● **Task list**:
A. List every pH value or pH threshold that the bleach pH article mentions.
B. Please rewrite the paragraph of the bleach pH article that begins "While bleach is known to be an effective disinfectant" as a short bulleted list, keeping its main facts.
C. Reproduce the part of the bleach pH article that opens with the words containing "The researchers tested" and closes with "08-NLD at 785 nm.".

● **Selected passage**:
━━━━━━
Tweaking Bleach’s PH Against Bacterial Spores

Bacterial spore contamination poses a major challenge in the food industry and healthcare sectors. Contamination by species within the Bacillus cereus group is a frequent cause of foodborne disease outbreaks and substantial economic losses due to product spoilage. Not to mention the serious health implications caused by spore contaminations in hospitals.

While bleach is known to be an effective disinfectant, its sporicidal power varies wildly depending on the pH of the solution. Most commercial bleach is highly alkaline (pH >11), which makes it stable for storage but surprisingly ineffective at killing spores. In the study, published in BMC Microbiology, a group of researchers from Umeå University and the Norwegian University of Life Sciences set out to investigate this issue by identifying the optimal pH conditions that can balance solution stability and effectiveness of spore disinfection.

The researchers tested a 5,000 ppm sodium hypochlorite solution across a pH range from 7.0 to 12.0, mimicking real-world cleaning scenarios. They focused on how well the solution could kill B. cereus spores in just 10 minutes.

Using Raman spectroscopy and fluorescence imaging, the team discovered that lower pH levels increase spore permeability and trigger the release of calcium dipicolinic acid (CaDPA), a key marker of spore death. The team used laser tweezer Raman spectroscopy setup built around an inverted microscope with our Cobolt 08-NLD at 785 nm.

The study recommends a pH of 9.5 as the optimal balance—strong enough to kill spores effectively, yet stable enough for practical use.

By identifying the optimal pH for hypochlorite-based sporicidal formulations, this study provides valuable insights for developing more
effective, stable and sustainable disinfection strategies.
━━━━━━
● **Information supplied**:
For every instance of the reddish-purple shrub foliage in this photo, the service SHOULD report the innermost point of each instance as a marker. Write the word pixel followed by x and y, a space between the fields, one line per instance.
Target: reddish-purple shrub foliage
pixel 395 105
━━━━━━
● **Results**:
A.
- above 11 (pH >11)
- 7.0
- 12.0
- 9.5

B.
- Bleach disinfects effectively, but how well it kills spores depends strongly on the solution's pH.
- Most commercial bleach is highly alkaline (pH >11). This keeps it stable in storage but makes it surprisingly poor at killing spores.
- Researchers from Umeå University and the Norwegian University of Life Sciences studied the problem in a paper published in BMC Microbiology.
- They sought the optimal pH that balances solution stability with spore-killing effectiveness.

C.
The researchers tested a 5,000 ppm sodium hypochlorite solution across a pH range from 7.0 to 12.0, mimicking real-world cleaning scenarios. They focused on how well the solution could kill B. cereus spores in just 10 minutes.

Using Raman spectroscopy and fluorescence imaging, the team discovered that lower pH levels increase spore permeability and trigger the release of calcium dipicolinic acid (CaDPA), a key marker of spore death. The team used laser tweezer Raman spectroscopy setup built around an inverted microscope with our Cobolt 08-NLD at 785 nm.